Report how many lines of the material below contain the word "white". Reply with the number alone.
════
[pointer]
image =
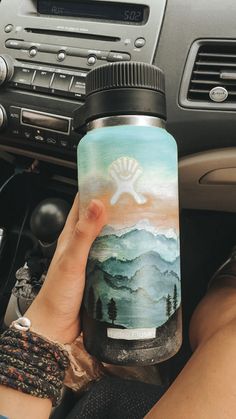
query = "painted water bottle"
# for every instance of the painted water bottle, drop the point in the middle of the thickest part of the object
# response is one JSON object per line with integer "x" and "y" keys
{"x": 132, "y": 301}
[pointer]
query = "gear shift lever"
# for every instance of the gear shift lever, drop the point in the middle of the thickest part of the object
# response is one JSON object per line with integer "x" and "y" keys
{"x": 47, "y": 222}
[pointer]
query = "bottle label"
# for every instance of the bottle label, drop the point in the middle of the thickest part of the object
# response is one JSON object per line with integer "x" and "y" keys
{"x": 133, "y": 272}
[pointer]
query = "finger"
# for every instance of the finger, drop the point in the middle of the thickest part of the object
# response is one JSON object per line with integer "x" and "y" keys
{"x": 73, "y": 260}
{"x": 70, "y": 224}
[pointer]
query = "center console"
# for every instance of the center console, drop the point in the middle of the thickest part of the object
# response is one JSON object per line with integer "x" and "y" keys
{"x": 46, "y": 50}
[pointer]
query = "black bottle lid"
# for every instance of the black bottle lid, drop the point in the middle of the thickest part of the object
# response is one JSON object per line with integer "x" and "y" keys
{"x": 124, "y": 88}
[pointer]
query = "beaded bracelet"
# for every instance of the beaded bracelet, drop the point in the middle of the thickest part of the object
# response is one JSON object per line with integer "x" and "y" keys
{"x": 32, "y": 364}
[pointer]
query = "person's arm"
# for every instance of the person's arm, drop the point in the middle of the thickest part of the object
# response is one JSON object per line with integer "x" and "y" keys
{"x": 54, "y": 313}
════
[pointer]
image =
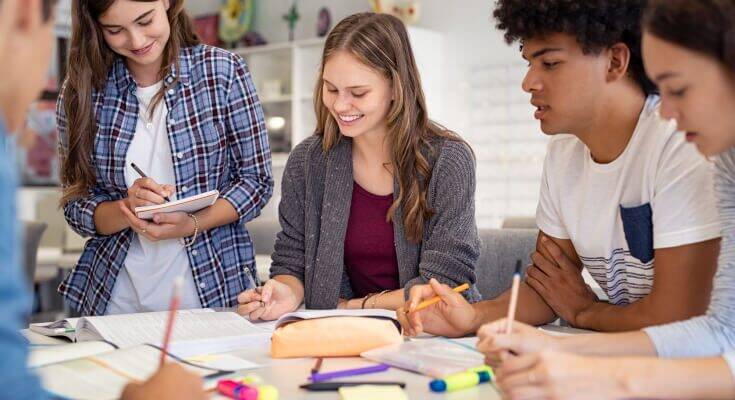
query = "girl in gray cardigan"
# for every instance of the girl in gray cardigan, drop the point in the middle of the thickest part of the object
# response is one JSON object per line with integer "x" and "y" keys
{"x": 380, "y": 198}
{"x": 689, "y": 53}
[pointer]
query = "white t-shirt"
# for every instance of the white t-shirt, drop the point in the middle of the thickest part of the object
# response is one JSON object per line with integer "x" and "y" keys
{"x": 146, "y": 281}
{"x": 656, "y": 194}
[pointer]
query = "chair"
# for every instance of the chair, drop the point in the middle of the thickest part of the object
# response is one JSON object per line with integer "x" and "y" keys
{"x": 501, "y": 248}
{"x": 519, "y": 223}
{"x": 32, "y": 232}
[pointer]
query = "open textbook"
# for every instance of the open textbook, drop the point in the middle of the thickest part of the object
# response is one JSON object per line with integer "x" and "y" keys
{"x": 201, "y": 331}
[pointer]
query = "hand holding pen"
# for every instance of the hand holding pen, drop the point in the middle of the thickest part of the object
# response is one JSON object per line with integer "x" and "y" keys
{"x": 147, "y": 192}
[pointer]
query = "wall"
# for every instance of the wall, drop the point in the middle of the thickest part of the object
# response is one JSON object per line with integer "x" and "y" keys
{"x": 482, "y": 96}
════
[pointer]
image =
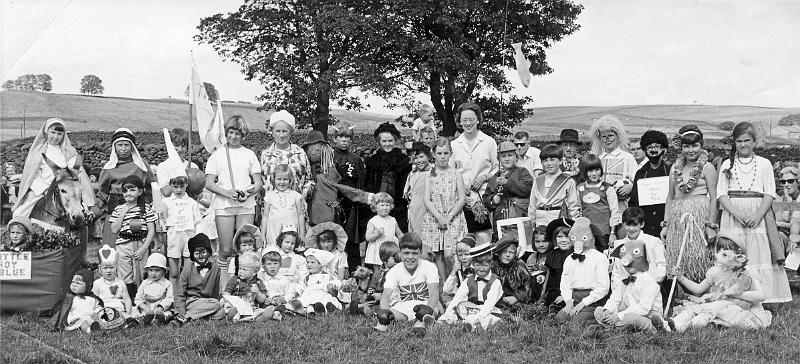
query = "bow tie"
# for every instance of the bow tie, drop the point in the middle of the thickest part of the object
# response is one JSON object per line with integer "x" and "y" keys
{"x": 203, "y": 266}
════
> [Answer to the task]: 2